**DOCUMENT EXCERPT**

Box BAD: A man-harem of immortal men (Let’s make them Greek Reapers with skeleton hands and skeleton, um, manly bits! That only come to life when the heroine touches the skeletal peen!) in search of their soulmates (virgin widows who suffer from vagina dentata!) and fighting over (does it even matter at this point?)

 Inside the box. Insiiiiiide. Box is your friend. Don't punch holes in the box.

So, plotting. Some people ‘pants’ their way through a novel, without an outline except what’s running through their heads. Some people religiously outline before starting a book. There’s really no wrong way to write a novel, but I know that a lot of people will tell you that if you are a pantser, you’d better learn how to plot once you get contracted! Or else! And I think I’ve even said that before myself.

But here’s the thing. It’s not like if you’re a pantser, you turn in this random mess of garbage to your editor. You don’t claim that 25 independent chapters are a book, and weird shit happens on page 3 and then we switch narrators on page 300. Or maybe we do. Anyhow. I’m a pantser. I shamelessly admit this. I don’t like to know where a novel is going until we’ve shaken hands and possibly gone out on a first date. This is about page 50 or so.

This post gets really, really long right about here (fair warning).

**SHORT EXERCISE 1**
Return the passage of the plotting post between "Inside the box." and "that before myself.", inclusive, word for word.
**SHORT EXERCISE 2**
Retype, unchanged, only the lines of the listing between the lines holding "If you could indicate the stair tread" and "point(220, 156)", inclusive.

**RECORDED DATA**
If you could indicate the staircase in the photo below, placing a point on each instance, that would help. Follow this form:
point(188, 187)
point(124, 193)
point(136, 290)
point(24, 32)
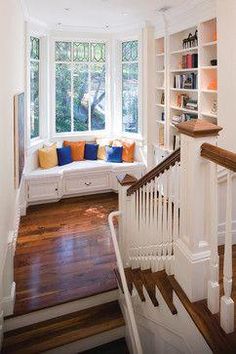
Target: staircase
point(171, 272)
point(71, 333)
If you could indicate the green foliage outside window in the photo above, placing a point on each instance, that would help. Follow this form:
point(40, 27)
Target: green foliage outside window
point(80, 86)
point(34, 86)
point(130, 86)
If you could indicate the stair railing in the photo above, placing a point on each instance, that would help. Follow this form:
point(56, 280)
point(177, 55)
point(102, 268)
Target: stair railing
point(131, 322)
point(218, 156)
point(150, 216)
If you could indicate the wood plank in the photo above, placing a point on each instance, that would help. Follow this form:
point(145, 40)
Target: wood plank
point(64, 329)
point(64, 252)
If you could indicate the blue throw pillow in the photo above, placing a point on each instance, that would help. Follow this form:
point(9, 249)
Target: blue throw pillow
point(91, 151)
point(64, 155)
point(114, 153)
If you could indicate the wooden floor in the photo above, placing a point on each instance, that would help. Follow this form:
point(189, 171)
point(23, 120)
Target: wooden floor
point(64, 252)
point(63, 330)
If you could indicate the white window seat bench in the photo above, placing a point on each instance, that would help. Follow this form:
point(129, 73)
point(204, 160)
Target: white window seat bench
point(77, 178)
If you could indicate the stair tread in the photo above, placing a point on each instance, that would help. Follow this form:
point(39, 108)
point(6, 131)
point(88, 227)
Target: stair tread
point(117, 347)
point(207, 323)
point(64, 329)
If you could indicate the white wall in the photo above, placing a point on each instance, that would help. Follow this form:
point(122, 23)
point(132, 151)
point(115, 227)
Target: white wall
point(12, 80)
point(226, 16)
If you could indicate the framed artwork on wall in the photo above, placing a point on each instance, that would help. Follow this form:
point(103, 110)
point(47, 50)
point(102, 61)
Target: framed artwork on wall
point(19, 137)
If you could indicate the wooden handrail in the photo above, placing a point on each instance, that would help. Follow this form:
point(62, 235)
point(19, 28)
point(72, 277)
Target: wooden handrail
point(156, 171)
point(220, 156)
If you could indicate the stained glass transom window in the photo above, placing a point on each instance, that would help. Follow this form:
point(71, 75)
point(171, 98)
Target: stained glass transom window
point(80, 86)
point(34, 87)
point(130, 51)
point(130, 86)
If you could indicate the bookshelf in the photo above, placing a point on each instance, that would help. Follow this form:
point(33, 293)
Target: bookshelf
point(187, 78)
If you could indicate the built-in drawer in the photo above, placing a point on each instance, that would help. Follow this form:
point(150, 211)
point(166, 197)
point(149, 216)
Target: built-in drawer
point(43, 189)
point(78, 183)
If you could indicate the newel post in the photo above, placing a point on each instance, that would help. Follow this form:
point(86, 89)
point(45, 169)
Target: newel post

**OUTPUT 1**
Inside the box. Insiiiiiide. Box is your friend. Don't punch holes in the box.

So, plotting. Some people ‘pants’ their way through a novel, without an outline except what’s running through their heads. Some people religiously outline before starting a book. There’s really no wrong way to write a novel, but I know that a lot of people will tell you that if you are a pantser, you’d better learn how to plot once you get contracted! Or else! And I think I’ve even said that before myself.

**OUTPUT 2**
If you could indicate the stair tread in the photo above, placing a point on each instance, that would help. Follow this form:
point(39, 108)
point(6, 131)
point(88, 227)
Target: stair tread
point(117, 347)
point(207, 323)
point(64, 329)
If you could indicate the white wall in the photo above, placing a point on each instance, that would help. Follow this form:
point(122, 23)
point(132, 151)
point(115, 227)
Target: white wall
point(12, 80)
point(226, 16)
If you could indicate the framed artwork on wall in the photo above, placing a point on each instance, that would help. Follow this form:
point(103, 110)
point(47, 50)
point(102, 61)
Target: framed artwork on wall
point(19, 137)
If you could indicate the wooden handrail in the photo above, placing a point on each instance, that would help. Follow this form:
point(62, 235)
point(19, 28)
point(72, 277)
Target: wooden handrail
point(156, 171)
point(220, 156)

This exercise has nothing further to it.